The word to find is "license". State how many lines below contain it, giving only the number.

Records from a dataset:
BEGIN

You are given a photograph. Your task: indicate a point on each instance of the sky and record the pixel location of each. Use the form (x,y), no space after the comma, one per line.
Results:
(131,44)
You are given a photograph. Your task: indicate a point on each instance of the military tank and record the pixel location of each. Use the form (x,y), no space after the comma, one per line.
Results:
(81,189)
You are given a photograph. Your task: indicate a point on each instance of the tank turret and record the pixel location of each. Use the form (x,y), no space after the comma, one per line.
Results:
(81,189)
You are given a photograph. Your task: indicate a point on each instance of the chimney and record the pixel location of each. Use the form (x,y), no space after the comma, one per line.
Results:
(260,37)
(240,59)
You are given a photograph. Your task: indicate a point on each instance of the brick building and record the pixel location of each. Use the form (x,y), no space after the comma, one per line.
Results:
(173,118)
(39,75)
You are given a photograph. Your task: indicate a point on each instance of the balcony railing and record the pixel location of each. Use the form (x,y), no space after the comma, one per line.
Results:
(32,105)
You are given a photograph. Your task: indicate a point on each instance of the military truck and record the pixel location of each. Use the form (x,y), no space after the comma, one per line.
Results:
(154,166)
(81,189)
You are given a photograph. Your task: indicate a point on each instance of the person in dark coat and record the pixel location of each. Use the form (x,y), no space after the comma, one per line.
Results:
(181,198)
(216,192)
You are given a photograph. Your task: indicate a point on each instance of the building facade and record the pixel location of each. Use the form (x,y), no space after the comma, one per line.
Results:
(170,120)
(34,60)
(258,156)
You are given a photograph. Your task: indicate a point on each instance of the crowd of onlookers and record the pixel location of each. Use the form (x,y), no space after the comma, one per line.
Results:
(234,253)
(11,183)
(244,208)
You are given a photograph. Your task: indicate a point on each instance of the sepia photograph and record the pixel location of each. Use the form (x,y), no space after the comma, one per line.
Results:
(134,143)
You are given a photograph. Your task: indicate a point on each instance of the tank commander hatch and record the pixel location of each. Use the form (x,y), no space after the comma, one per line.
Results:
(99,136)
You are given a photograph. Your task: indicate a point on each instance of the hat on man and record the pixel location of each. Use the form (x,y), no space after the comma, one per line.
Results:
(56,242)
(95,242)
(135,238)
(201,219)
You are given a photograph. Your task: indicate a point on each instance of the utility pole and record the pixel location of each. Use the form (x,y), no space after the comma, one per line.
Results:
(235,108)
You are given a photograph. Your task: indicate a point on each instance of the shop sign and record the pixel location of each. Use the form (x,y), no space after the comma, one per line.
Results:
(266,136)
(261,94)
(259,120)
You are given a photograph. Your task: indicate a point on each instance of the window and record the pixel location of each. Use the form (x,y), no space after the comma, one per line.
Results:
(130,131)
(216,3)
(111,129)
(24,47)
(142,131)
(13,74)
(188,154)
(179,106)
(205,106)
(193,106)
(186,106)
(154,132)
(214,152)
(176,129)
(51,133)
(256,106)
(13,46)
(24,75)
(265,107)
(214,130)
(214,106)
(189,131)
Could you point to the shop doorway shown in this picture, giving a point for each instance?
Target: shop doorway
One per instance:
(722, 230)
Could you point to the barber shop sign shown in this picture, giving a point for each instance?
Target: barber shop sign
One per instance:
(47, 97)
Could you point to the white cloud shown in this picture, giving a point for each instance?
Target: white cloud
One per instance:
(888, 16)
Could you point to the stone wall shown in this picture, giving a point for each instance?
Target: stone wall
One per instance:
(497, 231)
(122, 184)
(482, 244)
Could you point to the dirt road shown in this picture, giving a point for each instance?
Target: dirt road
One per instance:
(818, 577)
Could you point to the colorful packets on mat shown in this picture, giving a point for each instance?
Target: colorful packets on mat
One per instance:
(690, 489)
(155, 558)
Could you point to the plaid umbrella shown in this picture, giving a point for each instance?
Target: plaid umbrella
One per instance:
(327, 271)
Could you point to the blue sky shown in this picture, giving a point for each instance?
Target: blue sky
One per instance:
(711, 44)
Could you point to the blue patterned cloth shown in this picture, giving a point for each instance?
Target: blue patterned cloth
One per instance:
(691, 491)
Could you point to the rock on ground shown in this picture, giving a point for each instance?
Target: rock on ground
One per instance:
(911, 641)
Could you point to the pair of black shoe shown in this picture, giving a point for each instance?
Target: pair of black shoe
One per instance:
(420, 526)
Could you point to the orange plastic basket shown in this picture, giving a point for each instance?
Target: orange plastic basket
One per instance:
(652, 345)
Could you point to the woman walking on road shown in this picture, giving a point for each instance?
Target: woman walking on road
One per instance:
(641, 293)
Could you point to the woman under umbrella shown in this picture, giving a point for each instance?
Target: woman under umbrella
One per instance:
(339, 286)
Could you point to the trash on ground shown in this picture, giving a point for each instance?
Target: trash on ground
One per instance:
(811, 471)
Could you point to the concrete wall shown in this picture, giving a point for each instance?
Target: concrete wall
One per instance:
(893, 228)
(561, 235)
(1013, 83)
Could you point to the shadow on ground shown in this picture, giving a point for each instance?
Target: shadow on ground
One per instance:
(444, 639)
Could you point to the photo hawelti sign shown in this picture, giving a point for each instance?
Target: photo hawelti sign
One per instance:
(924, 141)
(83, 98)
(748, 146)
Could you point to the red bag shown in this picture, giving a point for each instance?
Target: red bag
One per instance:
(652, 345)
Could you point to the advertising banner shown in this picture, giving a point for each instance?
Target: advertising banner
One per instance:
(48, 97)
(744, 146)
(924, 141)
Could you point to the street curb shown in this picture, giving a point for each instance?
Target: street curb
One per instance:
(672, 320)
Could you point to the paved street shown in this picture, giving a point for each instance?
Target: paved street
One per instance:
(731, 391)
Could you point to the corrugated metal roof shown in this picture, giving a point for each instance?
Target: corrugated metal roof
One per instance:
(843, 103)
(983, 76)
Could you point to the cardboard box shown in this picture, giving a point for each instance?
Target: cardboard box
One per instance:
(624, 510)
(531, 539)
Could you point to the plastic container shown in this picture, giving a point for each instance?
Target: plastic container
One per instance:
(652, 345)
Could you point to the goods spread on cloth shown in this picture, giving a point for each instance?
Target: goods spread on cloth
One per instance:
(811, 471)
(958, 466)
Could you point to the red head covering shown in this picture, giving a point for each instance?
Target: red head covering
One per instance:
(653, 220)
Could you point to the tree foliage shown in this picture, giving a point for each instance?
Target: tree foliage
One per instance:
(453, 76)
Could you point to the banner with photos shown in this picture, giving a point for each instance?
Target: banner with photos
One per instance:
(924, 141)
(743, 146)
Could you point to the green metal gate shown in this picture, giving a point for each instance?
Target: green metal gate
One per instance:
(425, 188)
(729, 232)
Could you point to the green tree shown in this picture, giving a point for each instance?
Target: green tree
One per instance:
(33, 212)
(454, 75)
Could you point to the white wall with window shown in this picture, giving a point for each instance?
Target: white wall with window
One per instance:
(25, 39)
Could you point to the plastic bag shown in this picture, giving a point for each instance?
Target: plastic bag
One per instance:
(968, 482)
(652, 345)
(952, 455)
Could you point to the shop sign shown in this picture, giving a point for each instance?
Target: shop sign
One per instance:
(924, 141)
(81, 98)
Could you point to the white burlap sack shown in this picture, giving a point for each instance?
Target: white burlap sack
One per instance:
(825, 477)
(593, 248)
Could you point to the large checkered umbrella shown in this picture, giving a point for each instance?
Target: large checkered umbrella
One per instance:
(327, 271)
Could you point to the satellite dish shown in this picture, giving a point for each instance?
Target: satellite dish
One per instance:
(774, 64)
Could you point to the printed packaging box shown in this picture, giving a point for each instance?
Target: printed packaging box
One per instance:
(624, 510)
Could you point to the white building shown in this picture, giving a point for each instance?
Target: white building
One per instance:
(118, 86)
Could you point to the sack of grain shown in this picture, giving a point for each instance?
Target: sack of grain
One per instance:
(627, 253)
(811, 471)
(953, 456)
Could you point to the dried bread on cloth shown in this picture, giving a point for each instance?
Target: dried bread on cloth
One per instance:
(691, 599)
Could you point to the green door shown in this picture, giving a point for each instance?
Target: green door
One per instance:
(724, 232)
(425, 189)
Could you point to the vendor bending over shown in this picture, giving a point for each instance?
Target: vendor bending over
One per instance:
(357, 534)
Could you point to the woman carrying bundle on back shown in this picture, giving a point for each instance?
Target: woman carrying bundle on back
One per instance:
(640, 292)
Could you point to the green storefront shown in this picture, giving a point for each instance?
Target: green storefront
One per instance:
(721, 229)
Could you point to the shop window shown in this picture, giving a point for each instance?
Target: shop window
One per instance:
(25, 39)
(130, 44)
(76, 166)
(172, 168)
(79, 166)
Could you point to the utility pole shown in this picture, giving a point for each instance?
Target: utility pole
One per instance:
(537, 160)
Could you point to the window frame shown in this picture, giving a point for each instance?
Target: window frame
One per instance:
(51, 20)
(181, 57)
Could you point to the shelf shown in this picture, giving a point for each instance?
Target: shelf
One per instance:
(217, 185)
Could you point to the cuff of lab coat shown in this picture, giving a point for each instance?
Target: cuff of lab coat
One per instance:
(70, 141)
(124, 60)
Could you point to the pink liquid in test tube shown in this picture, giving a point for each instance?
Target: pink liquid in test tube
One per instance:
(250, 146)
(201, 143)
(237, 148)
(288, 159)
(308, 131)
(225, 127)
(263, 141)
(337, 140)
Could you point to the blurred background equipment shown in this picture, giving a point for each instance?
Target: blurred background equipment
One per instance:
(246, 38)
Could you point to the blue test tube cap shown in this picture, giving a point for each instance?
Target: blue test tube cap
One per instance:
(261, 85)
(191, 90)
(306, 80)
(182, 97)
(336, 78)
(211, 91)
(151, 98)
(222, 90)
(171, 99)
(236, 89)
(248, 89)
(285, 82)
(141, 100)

END
BEGIN

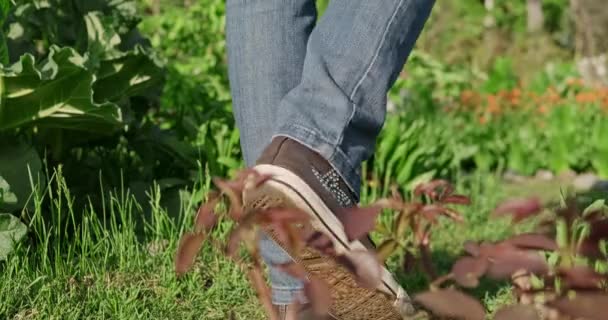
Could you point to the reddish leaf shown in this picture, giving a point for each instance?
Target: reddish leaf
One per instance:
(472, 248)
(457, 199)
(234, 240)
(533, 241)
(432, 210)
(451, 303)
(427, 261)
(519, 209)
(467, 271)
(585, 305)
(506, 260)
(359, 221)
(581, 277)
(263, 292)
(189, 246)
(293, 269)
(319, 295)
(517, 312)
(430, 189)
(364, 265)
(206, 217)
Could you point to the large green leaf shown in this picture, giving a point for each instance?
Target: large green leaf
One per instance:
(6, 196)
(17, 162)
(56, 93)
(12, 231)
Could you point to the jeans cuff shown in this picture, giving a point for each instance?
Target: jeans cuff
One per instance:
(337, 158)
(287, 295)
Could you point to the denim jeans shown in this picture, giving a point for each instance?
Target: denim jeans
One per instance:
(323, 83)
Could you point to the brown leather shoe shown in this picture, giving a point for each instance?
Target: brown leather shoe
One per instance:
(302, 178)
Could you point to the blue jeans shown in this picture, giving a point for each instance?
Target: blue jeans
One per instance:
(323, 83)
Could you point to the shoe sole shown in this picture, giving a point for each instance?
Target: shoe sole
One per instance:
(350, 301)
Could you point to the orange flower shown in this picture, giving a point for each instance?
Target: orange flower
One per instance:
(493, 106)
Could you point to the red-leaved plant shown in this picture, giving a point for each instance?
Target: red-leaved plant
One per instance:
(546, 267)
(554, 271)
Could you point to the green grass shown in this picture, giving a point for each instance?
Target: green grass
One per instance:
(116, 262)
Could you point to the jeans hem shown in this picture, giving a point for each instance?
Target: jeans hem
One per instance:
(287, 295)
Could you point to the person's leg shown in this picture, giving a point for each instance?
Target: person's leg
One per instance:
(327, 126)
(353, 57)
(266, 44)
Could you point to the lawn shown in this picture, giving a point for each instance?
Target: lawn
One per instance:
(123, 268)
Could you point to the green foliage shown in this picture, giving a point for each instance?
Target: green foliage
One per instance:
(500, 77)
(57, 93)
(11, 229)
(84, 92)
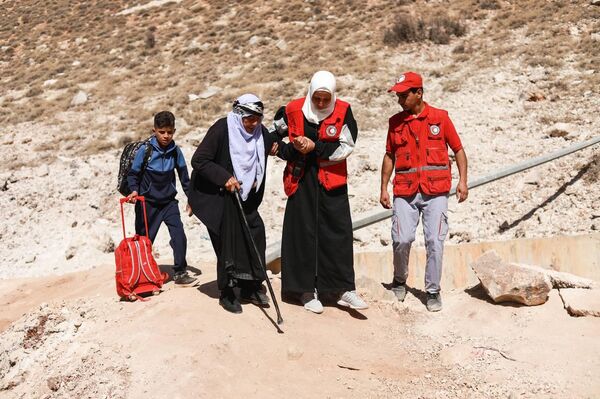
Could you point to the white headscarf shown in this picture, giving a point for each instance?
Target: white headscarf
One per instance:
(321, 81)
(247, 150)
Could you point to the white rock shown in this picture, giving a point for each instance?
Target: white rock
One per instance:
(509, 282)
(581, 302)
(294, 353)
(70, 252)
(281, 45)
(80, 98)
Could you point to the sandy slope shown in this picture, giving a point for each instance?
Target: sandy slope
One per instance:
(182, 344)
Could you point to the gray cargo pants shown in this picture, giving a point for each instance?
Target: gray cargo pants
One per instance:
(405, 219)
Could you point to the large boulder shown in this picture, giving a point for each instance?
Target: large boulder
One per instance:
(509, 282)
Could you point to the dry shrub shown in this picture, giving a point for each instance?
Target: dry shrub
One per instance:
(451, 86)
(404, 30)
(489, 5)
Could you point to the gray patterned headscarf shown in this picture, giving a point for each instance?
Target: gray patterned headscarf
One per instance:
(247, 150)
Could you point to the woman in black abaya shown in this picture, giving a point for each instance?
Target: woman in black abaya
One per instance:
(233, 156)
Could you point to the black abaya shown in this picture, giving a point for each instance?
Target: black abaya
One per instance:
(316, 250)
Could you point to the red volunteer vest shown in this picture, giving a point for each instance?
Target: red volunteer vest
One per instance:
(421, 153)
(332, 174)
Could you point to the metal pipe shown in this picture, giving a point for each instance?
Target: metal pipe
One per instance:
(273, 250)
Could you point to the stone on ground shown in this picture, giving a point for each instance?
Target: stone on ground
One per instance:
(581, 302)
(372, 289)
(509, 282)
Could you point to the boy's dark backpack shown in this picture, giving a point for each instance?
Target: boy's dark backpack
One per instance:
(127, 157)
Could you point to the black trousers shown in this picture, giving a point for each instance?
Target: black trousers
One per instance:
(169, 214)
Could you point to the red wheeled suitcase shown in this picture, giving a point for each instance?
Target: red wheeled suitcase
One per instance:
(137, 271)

END
BEGIN

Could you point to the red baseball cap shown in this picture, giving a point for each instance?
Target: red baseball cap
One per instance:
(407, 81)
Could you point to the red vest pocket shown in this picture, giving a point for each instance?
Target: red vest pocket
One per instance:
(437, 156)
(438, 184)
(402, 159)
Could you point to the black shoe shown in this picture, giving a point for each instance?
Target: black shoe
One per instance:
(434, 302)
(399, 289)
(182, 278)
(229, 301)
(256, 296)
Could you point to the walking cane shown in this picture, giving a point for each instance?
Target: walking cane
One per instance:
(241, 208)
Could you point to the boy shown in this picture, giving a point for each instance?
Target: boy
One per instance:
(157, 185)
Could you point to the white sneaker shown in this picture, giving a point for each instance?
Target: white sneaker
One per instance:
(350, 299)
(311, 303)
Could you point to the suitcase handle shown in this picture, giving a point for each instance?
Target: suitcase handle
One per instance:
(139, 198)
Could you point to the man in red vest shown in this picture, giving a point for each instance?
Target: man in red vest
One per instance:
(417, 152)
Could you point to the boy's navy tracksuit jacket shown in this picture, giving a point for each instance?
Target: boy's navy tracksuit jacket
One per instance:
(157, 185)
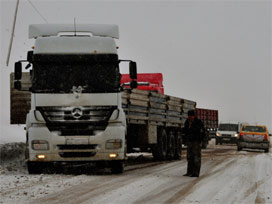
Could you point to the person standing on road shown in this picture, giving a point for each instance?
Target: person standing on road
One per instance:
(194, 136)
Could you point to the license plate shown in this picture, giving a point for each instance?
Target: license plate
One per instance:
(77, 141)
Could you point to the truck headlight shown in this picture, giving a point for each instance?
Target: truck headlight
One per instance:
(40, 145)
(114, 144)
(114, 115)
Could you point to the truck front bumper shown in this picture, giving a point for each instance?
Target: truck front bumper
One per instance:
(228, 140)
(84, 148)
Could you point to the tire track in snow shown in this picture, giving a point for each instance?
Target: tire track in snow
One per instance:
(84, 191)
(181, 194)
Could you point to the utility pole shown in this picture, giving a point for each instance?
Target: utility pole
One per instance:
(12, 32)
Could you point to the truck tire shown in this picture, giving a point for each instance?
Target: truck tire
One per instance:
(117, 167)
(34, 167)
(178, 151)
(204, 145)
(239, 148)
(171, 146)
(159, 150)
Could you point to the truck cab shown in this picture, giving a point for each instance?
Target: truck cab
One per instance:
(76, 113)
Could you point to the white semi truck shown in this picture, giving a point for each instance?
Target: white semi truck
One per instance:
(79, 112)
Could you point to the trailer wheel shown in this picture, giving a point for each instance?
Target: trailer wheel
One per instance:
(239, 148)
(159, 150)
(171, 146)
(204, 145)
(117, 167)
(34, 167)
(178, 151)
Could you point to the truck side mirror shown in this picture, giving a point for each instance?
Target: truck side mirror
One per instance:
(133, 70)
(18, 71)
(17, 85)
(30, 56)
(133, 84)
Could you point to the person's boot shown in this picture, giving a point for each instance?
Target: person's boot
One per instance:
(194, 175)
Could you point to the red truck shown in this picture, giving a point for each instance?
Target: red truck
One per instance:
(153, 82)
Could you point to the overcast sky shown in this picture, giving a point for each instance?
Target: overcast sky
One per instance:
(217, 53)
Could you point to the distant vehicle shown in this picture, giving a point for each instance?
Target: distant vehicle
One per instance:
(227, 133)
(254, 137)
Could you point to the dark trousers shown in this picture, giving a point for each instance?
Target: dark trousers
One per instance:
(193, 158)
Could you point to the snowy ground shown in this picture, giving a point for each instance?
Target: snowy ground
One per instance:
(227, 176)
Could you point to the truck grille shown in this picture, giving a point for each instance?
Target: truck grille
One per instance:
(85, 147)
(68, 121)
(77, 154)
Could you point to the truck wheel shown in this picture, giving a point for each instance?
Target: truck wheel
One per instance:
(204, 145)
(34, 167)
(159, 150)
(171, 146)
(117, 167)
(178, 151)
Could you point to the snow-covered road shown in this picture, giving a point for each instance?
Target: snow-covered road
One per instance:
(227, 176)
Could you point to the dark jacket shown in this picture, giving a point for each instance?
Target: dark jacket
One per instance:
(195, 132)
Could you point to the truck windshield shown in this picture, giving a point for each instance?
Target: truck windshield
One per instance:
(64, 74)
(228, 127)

END

■ ANSWER TO THE PROBLEM
2